Continue the adaptive radiation flashcards from the point where they stop, after the line about cichlids evolving in under 10 million years.

■ **EXCERPTED TEXT**
####################

L12. Diversification: Adaptive Radiation Flashcards
Adaptive Radiation
- evolutionary changes shape traits allowing organisms to adapt to their environment, and convey fitness advantages
- evidence: a significant association between environments and the morphological and physiological traits used to exploit those environments
- leads to the development of many species in a relatively short time
- seems to correlate with a sudden abundance of open niches
Ecological niche
- specific place a species holds in its biotic and abiotic environment
- the physical space where it feeds/reproduces, the role it plays in the food chain of its community, and its interactions with other organisms
- no two species can hold the same niche in the same environment because one will always outcompete the other
Creation of new open niches
- could occur through dispersal to a new environment
- innovation traits can create new previously unexploited niches
- modification of habitat is called ecosystem engineering
- could happen through mass extinction
- change in physical landscape (creation of new land by volcanic processes) (actually what happened in Darwin’s finches)
New habitat volcanic island example
- single colonizing finch species gave rise to many species that evolved to fill diverse open niches
- common ancestor arrived 2 million years ago
- now 18 species
- differ in body size, beak shape, song and feeding behaviour
- Galapagos island
New habitat rift lake example
- one of the largest adaptive radiations: East African cichlid fishes
- so many evolved in a short time (less than 10 million years)

####################

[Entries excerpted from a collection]
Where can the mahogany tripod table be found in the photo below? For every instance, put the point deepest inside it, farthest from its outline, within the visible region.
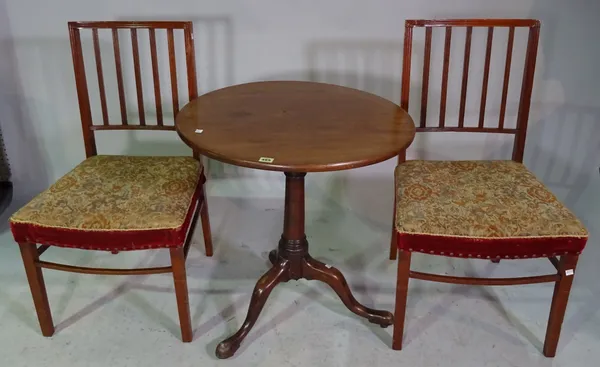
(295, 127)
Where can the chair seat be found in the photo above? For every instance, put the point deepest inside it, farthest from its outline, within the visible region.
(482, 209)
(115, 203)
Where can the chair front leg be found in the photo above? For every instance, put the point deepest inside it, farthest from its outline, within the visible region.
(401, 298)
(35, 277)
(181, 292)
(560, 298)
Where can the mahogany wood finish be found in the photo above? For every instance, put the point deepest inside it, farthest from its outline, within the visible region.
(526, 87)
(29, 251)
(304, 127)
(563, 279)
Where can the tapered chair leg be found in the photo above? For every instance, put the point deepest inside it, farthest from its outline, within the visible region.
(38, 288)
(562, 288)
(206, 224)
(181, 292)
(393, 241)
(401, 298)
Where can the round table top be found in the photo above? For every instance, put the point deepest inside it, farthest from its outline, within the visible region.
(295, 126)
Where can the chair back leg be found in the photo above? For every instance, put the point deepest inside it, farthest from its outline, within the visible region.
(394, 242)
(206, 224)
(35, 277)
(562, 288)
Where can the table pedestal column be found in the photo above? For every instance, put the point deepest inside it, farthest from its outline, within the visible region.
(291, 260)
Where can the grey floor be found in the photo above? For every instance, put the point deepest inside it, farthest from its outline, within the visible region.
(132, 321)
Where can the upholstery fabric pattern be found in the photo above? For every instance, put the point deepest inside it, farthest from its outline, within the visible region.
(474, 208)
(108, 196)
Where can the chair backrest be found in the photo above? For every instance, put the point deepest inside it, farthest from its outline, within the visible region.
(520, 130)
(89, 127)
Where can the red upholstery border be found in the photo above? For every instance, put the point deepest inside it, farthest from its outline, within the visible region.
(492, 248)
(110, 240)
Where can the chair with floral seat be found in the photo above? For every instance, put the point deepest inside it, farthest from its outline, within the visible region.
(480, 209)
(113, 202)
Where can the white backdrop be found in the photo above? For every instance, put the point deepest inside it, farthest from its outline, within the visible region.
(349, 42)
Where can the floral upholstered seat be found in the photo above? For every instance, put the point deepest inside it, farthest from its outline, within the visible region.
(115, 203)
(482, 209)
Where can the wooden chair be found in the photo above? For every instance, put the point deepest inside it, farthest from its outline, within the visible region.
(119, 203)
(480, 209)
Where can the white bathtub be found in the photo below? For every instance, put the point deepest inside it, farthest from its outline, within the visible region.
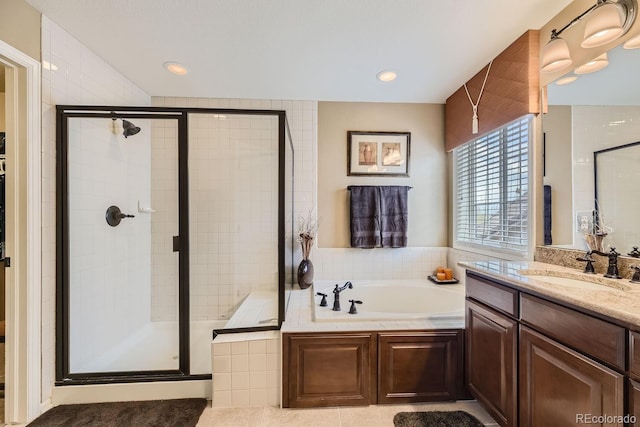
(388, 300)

####################

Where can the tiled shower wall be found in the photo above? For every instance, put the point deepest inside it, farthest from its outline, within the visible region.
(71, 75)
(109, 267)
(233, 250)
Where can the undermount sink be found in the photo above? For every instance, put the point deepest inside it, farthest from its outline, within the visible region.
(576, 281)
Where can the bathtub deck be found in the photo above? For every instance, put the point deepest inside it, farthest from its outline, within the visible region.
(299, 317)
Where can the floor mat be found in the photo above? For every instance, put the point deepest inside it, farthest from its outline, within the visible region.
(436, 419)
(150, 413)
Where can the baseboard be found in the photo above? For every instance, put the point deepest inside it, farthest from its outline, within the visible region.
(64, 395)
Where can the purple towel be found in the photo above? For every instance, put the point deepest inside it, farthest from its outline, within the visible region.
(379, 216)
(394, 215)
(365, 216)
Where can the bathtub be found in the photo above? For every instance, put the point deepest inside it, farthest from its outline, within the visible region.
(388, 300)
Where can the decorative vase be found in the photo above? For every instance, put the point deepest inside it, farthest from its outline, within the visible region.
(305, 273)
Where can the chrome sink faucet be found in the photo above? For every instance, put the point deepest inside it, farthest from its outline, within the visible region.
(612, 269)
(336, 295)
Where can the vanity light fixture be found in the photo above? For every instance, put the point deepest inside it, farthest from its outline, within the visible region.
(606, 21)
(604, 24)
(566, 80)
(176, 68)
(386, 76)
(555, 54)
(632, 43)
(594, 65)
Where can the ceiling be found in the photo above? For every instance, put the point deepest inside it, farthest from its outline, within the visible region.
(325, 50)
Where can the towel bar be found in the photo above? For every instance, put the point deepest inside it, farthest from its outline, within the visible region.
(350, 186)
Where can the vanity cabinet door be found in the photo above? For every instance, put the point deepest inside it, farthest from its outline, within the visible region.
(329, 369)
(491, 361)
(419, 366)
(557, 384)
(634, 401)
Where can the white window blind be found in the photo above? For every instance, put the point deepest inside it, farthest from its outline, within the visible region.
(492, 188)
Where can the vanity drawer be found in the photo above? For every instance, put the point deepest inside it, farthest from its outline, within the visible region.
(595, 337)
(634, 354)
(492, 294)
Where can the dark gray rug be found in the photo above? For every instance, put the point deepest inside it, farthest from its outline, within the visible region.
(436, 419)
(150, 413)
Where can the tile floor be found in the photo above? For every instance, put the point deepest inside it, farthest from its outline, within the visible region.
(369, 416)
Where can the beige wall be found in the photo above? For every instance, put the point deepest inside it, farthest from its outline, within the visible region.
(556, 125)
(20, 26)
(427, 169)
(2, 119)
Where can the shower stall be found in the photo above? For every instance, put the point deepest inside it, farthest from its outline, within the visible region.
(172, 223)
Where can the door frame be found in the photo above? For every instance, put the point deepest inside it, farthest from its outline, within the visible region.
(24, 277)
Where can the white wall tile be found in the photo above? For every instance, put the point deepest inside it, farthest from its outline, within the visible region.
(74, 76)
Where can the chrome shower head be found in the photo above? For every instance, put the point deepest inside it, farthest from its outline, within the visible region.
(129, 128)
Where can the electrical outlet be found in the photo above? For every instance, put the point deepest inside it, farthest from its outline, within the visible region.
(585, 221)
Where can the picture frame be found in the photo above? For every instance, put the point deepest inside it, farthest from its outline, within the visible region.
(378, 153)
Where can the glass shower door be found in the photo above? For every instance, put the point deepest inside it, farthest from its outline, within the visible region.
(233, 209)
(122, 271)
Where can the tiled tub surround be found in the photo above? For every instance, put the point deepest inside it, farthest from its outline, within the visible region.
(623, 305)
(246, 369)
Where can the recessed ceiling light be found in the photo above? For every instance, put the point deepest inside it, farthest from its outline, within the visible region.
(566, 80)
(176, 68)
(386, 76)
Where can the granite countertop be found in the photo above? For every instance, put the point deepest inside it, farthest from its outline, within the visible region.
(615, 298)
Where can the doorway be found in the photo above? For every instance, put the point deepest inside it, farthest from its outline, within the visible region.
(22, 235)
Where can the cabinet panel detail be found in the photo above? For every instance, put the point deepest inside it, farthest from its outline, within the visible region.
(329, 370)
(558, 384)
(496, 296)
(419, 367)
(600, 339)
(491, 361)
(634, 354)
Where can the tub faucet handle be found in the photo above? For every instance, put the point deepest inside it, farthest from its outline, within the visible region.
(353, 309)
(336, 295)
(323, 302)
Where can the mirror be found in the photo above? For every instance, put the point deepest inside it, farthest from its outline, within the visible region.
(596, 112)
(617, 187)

####################

■ **WRITTEN ANSWER**
- different sizes, variation in appendages and jaws
- eat different things
Emptying niches: End-cretaceous extinction
- mass extinction (meteor impact and possibly other factors)
- loss of dinosaurs caused an abundance of empty niches
- led to incredible adaptive radiation in mammal species
- resulted in the domination of mammal species today
Why did mammals recover and dinosaurs did not?
- up to 90% of mammals species may have been lost during extinction event but they were able to come back
- small size gave them a fast reproduction rate
- generalist habit means they could survive on a diverse range of foods
Cambrian Explosion
- massive radiation
- rapid emergence of new traits
- maybe new environmental niches
Key innovations in flowering plants
- coevolved with insect pollinators
- creation of niches through ecosystem engineering
- adaptive radiation: became attractive to pollinators, this is because pollinators greatly improved pollen transmission since an insect can travel much farther than wind dispersed pollen
- major diversification of angiosperm pollinators along with angiosperms (new pollination niches)
- first angiosperms arose in forests dominated by conifers
- over 35 Ma dominant plant group changed form conifers to angiosperm, one they were dominant they changed the abiotic and biotic landscape to favour their own growth
- explains why we see the majority of conifers in colder areas where angiosperms cannot thrive due to short growing seasons
What about when species become more similar?
- convergent evolution: independent evolution of analogous traits in two or more lineages (trait in question is not present in the last common ancestor of both groups)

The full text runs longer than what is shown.